### PROBLEM REQUIREMENTS
From the listing below, extract every line that contains the word "window" and copy each one unchanged.

### INPUT
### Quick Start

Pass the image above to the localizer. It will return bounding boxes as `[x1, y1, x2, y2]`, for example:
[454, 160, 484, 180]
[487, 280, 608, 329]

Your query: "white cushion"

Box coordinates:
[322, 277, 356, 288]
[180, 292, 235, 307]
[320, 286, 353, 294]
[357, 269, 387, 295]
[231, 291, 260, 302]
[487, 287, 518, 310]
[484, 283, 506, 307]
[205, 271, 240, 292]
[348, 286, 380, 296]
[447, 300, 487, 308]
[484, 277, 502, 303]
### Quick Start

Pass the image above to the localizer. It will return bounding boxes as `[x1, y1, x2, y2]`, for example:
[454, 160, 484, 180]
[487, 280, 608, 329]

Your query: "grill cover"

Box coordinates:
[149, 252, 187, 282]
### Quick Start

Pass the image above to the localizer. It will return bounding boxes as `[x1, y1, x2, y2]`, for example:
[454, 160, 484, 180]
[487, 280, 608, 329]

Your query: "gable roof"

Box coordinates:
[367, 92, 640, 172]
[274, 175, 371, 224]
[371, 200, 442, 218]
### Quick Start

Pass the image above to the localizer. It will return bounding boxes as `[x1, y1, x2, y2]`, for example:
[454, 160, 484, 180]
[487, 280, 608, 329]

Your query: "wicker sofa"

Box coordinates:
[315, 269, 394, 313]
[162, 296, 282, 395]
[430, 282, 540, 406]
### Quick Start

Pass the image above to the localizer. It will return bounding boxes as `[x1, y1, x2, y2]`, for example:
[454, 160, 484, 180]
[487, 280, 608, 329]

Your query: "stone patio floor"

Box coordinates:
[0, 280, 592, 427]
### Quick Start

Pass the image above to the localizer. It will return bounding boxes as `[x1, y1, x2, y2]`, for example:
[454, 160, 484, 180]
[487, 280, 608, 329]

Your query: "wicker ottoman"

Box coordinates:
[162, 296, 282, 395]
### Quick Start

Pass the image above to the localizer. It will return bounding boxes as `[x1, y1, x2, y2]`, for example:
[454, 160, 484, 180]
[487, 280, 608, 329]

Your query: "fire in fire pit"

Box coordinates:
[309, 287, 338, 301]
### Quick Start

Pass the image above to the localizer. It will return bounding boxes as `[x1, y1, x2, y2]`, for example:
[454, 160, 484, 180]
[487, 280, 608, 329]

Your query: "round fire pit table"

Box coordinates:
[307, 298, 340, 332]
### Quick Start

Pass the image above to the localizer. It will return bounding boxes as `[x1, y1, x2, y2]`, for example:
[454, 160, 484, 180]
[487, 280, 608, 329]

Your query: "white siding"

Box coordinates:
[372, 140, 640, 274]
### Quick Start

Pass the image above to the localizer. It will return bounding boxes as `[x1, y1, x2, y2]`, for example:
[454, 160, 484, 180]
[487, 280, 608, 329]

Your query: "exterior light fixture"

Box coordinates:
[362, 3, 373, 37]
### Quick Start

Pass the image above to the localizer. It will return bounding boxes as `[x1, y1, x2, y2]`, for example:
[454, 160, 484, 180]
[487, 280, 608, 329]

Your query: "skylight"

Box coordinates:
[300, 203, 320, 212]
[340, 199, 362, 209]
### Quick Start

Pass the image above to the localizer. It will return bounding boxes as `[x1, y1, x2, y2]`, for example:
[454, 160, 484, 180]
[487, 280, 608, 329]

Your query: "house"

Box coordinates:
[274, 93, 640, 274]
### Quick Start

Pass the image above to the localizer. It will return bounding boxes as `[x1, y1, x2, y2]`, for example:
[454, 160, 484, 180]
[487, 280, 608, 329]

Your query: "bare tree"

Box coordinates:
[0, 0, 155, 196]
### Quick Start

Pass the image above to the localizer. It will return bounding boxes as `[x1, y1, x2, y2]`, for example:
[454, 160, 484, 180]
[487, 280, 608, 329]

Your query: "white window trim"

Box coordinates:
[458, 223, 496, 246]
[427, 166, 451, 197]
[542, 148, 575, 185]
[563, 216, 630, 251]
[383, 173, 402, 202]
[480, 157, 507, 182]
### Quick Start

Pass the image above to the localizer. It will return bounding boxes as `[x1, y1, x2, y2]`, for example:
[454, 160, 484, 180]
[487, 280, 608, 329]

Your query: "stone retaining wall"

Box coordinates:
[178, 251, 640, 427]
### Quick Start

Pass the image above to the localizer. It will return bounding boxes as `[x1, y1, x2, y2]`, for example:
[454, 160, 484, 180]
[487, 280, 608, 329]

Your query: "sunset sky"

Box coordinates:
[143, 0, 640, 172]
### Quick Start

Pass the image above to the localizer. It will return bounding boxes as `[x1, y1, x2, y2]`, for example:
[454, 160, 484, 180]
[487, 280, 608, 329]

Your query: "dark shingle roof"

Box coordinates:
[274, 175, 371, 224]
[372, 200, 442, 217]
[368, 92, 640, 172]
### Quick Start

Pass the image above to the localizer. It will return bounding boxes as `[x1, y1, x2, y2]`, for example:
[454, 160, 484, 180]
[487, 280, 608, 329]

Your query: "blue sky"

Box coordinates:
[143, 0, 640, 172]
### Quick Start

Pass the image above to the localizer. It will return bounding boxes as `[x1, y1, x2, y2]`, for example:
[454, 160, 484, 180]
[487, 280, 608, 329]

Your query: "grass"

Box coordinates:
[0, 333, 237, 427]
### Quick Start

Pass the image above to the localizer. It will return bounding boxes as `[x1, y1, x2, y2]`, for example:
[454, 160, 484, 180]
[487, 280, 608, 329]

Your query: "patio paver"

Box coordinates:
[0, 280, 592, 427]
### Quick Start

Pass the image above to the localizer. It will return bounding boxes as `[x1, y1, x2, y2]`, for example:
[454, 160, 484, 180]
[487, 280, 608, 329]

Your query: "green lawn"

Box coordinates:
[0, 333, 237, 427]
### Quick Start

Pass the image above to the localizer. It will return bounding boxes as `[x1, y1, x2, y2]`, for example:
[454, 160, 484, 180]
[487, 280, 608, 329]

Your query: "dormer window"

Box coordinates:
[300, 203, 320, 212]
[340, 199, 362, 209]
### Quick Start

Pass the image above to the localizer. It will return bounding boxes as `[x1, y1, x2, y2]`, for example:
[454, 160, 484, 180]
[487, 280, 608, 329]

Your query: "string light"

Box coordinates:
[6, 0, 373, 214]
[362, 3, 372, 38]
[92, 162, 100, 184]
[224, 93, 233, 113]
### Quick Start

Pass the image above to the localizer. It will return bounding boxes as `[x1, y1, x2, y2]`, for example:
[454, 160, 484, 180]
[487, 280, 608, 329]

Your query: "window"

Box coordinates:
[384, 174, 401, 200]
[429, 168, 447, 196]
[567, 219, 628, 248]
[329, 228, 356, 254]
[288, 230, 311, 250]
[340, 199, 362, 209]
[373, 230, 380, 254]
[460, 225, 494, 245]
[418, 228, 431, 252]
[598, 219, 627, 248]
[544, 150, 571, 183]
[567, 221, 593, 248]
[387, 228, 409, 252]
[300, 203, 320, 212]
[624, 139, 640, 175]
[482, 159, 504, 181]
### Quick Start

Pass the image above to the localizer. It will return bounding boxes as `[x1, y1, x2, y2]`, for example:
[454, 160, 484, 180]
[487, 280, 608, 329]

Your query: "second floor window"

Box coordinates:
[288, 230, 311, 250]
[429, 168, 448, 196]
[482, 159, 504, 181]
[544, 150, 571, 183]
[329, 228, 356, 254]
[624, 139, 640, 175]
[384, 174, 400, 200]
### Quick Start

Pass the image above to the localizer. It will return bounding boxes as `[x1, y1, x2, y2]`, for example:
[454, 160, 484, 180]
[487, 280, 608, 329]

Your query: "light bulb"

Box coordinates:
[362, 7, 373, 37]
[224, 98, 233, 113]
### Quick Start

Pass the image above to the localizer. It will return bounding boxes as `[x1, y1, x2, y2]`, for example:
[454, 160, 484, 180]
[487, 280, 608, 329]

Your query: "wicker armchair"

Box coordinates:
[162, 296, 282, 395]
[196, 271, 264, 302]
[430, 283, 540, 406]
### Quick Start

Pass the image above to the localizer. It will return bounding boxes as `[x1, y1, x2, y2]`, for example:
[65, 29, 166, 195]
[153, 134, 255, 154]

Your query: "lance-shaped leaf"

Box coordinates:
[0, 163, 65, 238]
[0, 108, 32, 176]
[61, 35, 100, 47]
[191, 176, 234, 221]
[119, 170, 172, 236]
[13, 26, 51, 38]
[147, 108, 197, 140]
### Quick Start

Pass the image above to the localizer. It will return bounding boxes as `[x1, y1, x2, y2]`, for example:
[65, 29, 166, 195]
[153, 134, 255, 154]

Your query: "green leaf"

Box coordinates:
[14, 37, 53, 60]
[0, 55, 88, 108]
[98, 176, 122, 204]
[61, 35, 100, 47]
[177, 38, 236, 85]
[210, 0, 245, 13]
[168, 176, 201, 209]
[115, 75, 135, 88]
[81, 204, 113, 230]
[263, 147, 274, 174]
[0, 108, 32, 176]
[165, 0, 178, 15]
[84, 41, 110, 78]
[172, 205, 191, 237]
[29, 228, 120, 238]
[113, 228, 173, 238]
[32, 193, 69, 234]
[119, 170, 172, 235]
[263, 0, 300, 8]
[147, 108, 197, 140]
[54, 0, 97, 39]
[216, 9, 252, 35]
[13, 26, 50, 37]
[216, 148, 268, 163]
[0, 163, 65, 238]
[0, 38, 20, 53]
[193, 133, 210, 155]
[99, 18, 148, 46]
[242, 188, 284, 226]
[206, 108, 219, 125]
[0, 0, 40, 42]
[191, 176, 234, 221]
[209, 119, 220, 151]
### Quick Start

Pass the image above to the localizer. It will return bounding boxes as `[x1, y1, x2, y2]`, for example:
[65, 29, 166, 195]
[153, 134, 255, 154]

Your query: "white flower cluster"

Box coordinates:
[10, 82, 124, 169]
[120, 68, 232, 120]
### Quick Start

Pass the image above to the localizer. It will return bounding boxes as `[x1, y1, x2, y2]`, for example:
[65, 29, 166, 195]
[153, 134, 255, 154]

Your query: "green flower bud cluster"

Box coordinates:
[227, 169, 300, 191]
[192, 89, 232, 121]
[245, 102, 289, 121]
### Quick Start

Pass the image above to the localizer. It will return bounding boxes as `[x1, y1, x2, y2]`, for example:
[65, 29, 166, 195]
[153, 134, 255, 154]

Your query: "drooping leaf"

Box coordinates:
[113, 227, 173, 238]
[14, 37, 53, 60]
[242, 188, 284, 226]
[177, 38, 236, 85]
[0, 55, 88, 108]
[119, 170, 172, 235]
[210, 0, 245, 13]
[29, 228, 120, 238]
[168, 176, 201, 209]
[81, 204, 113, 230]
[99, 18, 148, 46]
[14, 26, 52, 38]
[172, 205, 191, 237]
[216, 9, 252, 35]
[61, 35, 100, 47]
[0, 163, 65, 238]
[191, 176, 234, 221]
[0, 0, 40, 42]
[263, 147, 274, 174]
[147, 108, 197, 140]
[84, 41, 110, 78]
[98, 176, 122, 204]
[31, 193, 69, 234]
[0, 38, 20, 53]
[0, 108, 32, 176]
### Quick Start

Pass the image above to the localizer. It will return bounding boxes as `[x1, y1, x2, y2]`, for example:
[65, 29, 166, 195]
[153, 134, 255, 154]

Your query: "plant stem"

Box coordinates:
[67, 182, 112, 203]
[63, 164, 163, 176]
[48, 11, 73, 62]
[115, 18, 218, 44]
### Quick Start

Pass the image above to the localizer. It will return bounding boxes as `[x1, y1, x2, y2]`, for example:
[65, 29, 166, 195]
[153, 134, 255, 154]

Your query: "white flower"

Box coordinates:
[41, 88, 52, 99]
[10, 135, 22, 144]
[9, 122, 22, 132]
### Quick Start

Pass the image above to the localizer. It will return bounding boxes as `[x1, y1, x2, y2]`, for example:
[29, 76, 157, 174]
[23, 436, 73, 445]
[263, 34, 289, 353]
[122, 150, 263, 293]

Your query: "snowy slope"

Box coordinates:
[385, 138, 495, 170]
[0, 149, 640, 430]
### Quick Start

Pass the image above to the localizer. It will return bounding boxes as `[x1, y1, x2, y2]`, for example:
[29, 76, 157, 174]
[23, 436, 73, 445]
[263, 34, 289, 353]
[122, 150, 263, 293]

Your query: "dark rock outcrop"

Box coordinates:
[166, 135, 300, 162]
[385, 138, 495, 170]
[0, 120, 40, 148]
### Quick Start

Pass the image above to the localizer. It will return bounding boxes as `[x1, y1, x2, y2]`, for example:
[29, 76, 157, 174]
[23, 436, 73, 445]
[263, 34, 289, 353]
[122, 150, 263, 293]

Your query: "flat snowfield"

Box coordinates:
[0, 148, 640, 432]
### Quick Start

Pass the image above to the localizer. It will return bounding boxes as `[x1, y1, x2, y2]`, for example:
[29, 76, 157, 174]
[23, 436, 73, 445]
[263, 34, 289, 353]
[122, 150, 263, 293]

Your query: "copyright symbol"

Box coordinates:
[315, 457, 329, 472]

### REPLY TO THE TASK
Your query: "white window trim"
Your query: "dormer window"
Your query: "window"
Your query: "second floor window"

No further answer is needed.